Document:
■ ■ ■ ■ ■ ■ ■
Magazine Prints Extraordinary Attack on LeninJOHN-THOR DAHLBURG , Associated Press
Jun. 28, 1989 6:45 PM ET
MOSCOW (AP) _ Through all the twists of glasnost, one figure in Soviet history has stood above criticism: Vladimir Ilych Lenin. But an official magazine now has breached that taboo with a vehement attack on the man who led the communists to power in Russia.
''Lenin - all victories of the party and the state are linked with the name of Lenin,'' wrote Vasily Grossman in a work published posthumously in the June issue of the Oktyabr literary magazine. ''But all cruelty committed in the country has become the tragic burden of Vladimir Ilych.''
Grossman charges that Soviet political terror and dictatorship were begun by Lenin and not by his successor, Josef Stalin, as Communist Party doctrine has maintained since 1956.
By printing the Ukrainian-born writer's short novel ''Forever Flowing'' in the Soviet Union for the first time, the monthly implicitly questions President Mikhail S. Gorbachev's often-stated view that the nation needs only to shake off the totalitarian heritage of Stalinism and return to true Leninist ways to construct a democracy in which the liberty of each citizen is respected.
■ ■ ■ ■ ■ ■ ■
Dataset extract:

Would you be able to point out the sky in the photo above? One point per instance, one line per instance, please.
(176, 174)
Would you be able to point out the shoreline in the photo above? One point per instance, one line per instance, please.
■ ■ ■ ■ ■ ■ ■
To-do list:
A) List every person named in the Lenin article, leaving out the byline.
B) Summarize the Lenin article in two sentences.
C) Resume the Lenin article after its final sentence.

Task answers:
A)
Vladimir Ilych Lenin
Vasily Grossman
Josef Stalin
Mikhail S. Gorbachev

B) The Soviet literary magazine Oktyabr broke a glasnost-era taboo by publishing, in its June issue, Vasily Grossman's posthumous short novel "Forever Flowing," which blames Lenin rather than Stalin for starting Soviet political terror and dictatorship. By printing the work, the magazine implicitly challenges Mikhail S. Gorbachev's view that the country only needs to shed Stalinism and return to Leninist ways to build a democracy.

C)
''Bolsheviks did not believe in the value of personal freedom, freedom of speech and press,'' wrote Grossman. ''They, like Lenin himself, considered those freedoms which were a dream for many revolutionary workers and intelligentsia as ... insignificant.''
Soviet writers, including Alexander Solzhenitsyn, often have used the novel form to comment on real issues.
''Forever Flowing'' was published in Frankfurt in 1970, six years after Grossman's death. It apparently circulated earlier in the Soviet Union as part of the genre of underground literature known as ''samizdat.''
Lenin, who steered the Bolsheviks to power in the 1917 Russian Revolution, was elevated to near divine status by the Kremlin following his death in 1924. His writings and thought have served since as a touchstone and bible for Communists, Gorbachev among them.
The Soviet founder's preserved body lies in a shrine-like mausoleum at the Kremlin wall, and people lining up daily to wait their turn for a glimpse at the remains have worn a path across the the cobblestones of Red Square.
Lenin's words are cited as gospel by Kremlin leaders as well as state agencies and propaganda organs. The in-flight brochures of Aeroflot, the state airline, stress Lenin's enthusiasm for aviation.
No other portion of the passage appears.